SELECTED PASSAGE:
== == ==
Community members are connected to each other and committed to the topic which they’re dispensing advice about. Many brands feel no such obligation, and it shines through in their content.
Why is community-created content rising back to prominence? Two reasons.
- It puts the audience first. Let’s be real here: most blog posts are written not because they’re useful, but because they touch on relevant keywords and the brand thinks it can get attention via Google. The information may be sound, but it’s often not motivated by a desire to give the audience something useful. It’s for Google. Community members raise their own status by providing useful information; their goal is fundamentally different.
- It allows exploration of the subjective. As Staltz notes, if he asked a doctor friend for advice, he’d get “disclaimers, pros and cons and even uncertainty.” Those aren’t characteristics of a lot of the branded content created for Google. In a community context, though, you will find differences of opinion over things that aren’t agreed-upon, objective facts, and these differences of opinion give you context that other sources might not provide.
How Can You Harness Community-Created Content?
Communities are relevant again, and you should take advantage of that.
How?
By engaging with them yourself.
Create accounts on relevant discussion groups and interact with the members. Join specific subreddits on Reddit and topics on Quora, or start contributing to forums like StackExchange. The account needs to be you, as an actual person, if this is going to work.
== == ==
LISTED ENTRIES:

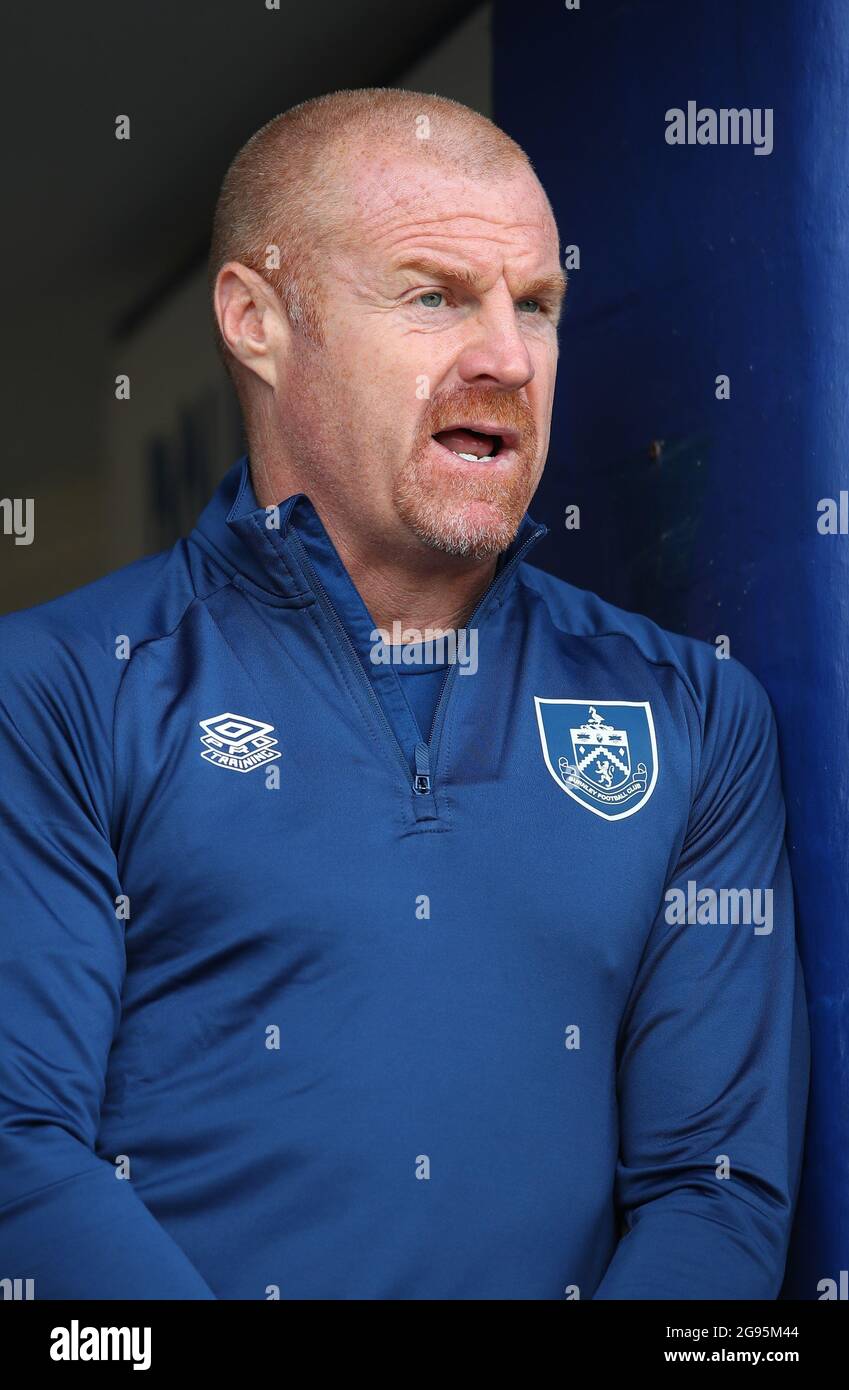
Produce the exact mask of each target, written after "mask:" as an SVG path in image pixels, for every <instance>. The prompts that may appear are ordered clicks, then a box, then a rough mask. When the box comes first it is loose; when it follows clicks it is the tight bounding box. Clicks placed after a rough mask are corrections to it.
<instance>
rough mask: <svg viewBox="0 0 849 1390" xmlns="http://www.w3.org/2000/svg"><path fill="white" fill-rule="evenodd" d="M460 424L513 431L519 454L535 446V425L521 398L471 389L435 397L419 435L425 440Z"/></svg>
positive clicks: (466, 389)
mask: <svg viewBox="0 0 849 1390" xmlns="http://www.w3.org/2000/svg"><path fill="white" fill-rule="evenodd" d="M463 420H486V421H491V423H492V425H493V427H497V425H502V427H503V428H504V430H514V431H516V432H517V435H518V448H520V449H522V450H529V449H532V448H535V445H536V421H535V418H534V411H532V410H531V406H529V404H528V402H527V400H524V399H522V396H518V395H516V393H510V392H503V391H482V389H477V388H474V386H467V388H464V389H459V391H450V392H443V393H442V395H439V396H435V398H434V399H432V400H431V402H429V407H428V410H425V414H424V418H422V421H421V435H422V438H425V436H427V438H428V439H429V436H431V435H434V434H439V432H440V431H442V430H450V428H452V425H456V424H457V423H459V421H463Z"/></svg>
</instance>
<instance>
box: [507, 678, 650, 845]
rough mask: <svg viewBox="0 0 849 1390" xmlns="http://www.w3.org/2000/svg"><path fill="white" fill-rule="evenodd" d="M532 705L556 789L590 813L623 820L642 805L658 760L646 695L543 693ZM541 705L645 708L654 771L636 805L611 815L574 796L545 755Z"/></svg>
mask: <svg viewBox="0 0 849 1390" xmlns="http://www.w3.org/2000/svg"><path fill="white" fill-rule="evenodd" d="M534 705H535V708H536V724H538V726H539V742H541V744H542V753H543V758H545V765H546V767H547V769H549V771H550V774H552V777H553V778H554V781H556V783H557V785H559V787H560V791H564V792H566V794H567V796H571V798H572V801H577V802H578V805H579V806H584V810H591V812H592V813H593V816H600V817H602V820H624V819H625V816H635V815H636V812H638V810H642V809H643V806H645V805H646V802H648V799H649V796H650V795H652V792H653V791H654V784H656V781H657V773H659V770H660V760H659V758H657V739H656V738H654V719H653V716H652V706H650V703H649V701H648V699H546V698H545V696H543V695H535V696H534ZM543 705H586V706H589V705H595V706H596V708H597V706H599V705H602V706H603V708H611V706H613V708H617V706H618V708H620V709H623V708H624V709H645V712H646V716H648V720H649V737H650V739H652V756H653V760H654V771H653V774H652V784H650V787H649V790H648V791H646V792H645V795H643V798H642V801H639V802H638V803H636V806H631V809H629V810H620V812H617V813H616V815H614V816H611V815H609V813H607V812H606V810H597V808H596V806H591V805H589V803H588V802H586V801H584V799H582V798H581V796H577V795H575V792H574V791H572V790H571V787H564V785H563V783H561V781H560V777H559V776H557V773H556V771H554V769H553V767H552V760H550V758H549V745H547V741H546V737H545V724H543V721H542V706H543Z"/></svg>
== == ==
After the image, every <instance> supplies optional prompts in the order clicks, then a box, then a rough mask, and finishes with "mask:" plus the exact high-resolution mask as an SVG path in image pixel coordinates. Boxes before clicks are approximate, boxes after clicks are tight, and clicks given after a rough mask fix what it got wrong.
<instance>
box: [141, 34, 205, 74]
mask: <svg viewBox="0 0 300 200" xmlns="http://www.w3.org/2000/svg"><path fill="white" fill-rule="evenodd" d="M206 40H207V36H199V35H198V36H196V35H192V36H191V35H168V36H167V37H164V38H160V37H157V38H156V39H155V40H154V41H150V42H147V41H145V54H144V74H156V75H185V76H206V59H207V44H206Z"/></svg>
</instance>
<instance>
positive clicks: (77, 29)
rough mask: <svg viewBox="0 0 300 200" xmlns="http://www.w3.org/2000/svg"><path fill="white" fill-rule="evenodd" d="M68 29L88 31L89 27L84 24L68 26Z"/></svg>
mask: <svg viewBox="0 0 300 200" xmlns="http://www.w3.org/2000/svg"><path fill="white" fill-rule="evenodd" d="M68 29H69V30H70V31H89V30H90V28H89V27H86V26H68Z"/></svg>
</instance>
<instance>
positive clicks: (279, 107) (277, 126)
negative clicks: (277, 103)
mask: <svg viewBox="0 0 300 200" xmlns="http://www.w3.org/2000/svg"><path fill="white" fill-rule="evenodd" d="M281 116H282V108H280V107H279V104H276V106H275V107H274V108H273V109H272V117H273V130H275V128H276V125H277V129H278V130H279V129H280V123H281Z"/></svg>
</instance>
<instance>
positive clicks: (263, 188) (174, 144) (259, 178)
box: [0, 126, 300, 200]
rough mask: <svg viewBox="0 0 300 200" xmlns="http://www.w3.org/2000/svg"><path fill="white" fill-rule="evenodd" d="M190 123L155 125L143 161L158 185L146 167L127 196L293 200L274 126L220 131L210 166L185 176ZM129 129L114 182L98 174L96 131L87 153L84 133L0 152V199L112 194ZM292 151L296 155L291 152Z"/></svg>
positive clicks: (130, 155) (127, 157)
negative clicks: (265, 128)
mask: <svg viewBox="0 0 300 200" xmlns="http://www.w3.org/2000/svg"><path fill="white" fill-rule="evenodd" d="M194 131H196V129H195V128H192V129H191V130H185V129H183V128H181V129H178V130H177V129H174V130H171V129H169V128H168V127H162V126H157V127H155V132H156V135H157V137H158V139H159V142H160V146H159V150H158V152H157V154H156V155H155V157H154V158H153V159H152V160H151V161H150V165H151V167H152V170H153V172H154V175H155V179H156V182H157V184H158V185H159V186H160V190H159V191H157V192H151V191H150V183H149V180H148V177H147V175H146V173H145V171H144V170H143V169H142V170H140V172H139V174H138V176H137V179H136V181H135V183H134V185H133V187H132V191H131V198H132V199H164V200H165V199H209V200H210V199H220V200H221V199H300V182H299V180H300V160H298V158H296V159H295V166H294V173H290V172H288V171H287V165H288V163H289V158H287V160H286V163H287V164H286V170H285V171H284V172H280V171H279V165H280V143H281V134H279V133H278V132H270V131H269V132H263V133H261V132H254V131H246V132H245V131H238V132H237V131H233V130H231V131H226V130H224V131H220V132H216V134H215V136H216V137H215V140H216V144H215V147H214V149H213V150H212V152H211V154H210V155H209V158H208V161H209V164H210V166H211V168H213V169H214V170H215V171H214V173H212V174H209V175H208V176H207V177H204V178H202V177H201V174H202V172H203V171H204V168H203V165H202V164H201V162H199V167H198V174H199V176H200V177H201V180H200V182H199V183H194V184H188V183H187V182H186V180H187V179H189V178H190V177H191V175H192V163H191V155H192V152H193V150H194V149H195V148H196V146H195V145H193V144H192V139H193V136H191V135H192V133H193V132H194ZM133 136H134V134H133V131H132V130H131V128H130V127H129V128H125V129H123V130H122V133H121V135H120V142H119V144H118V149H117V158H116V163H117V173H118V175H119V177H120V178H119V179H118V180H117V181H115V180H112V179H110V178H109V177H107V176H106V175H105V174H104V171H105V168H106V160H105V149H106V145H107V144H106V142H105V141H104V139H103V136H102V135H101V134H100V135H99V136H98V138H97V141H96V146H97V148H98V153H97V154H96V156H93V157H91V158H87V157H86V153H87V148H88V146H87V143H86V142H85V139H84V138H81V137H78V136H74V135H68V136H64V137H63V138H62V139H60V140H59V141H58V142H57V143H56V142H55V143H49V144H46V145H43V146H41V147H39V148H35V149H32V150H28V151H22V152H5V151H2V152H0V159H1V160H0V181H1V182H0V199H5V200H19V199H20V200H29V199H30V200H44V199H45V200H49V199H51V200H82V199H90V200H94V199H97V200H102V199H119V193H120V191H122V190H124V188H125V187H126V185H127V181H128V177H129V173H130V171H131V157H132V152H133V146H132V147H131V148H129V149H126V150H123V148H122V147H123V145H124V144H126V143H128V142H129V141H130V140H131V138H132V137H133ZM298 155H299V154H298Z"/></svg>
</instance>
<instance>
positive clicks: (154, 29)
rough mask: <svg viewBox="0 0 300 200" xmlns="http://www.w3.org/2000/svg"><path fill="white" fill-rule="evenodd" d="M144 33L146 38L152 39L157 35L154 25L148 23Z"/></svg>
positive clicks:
== == ==
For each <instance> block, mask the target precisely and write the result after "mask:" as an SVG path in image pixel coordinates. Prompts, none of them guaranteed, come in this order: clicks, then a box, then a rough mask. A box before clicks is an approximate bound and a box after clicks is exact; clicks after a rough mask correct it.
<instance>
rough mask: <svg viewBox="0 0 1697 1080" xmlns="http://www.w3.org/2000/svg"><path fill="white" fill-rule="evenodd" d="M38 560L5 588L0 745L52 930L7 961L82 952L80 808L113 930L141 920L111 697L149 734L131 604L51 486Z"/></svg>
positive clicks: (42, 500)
== == ==
PROBLEM STATEMENT:
Answer these questions from the passage on community-created content:
1. How many reasons does it give for community-created content rising back to prominence?
2. What does Staltz say he would get if he asked a doctor friend for advice?
3. Which three sites does it name as places to join or contribute?

WRITTEN RESPONSE:
1. Two.
2. Disclaimers, pros and cons, and even uncertainty.
3. Reddit, Quora, and StackExchange.